* SUPPLIED PASSAGE:
━━━━━━━━━━━━━━━━━━━━
Underhill v. Saratoga & Washington Rail Road

20 Barb. 455 | N.Y. Sup. Ct. | 1855

By the Court, C. L. Allen, J.

There can be little doubt, I apprehend, but that the provision in the deed was a condition subsequent! No precise technical words are required to make a condition precedent or subsequent. The construction must always be founded on the intention of the parties. (3 Cruise's Dig. 468, tit. 32, ch. 24, sec. 70. 1 id. tit. 13, ch. 1, sec. 10.) The same words have been construed both ways, and much has been made to depend on the order of time in which the conditions are to be performed. If the act or condition required does not necessarily precede the vesting of the estate, but may ac- ¡ *460company or follow it, and if the act may he as well done after as before the vesting of the estate, or if from the nature of the act to be performed and the time required for its performance it is evidently the intention of the parties that the estate shall vest, and the grantee perform the act after taking possession, then the condition is subsequent. (Blacksmith v. Fellows, 3 Seld. 401, 414. Parmelee and others v. The Oswego and Syracuse Rail Road Co., 2 id. 74, 80. Martin v. Ballou, 13 Barb. 119, 133. Grant v. Johnson, 1 Seld. 247. Tompkins v. Elliot, 5 Wend. 496. 1 Hilliard’s Ab. 247, § 5. Finlay v. King, 3 Peters, 346, 374. Stuyvesant v. The Mayor of New York, 11 Paige, 414.)
━━━━━━━━━━━━━━━━━━━━
* DATASET CONTENT:

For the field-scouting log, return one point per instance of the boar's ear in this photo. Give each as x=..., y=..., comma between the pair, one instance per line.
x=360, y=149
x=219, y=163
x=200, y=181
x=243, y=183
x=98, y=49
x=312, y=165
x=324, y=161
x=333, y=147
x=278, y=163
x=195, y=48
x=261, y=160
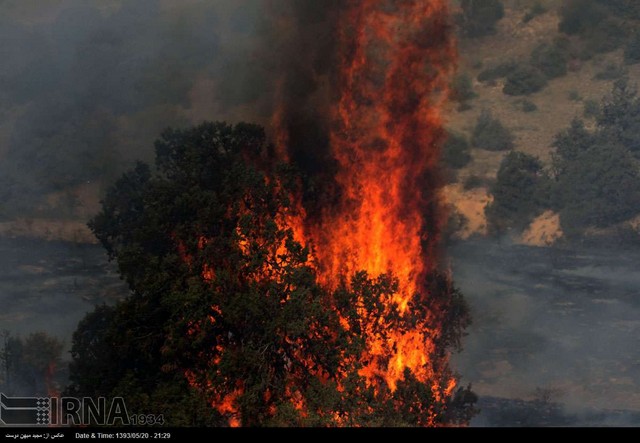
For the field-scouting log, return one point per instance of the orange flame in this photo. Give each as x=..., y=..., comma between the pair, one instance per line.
x=396, y=62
━━━━━━━━━━━━━━━━━━━━
* STATED PROBLEM 1:
Answer these questions using the court opinion.
(a) Which judge delivered the opinion?
(b) In what year was the case decided?
(c) What does the opinion say the construction must always be founded on?
* STATED PROBLEM 2: Lay out everything in the listing from the line containing "of the orange" down through the end of the listing as a JSON list of strings, one string per line, with blank lines left out.
The listing is unrelated to the court opinion.

* EXERCISE OUTPUT 1:
(a) C. L. Allen, J.
(b) 1855
(c) The intention of the parties

* EXERCISE OUTPUT 2:
[
  "For the field-scouting log, return one point per instance of the orange flame in this photo. Give each as x=..., y=..., comma between the pair, one instance per line.",
  "x=396, y=62"
]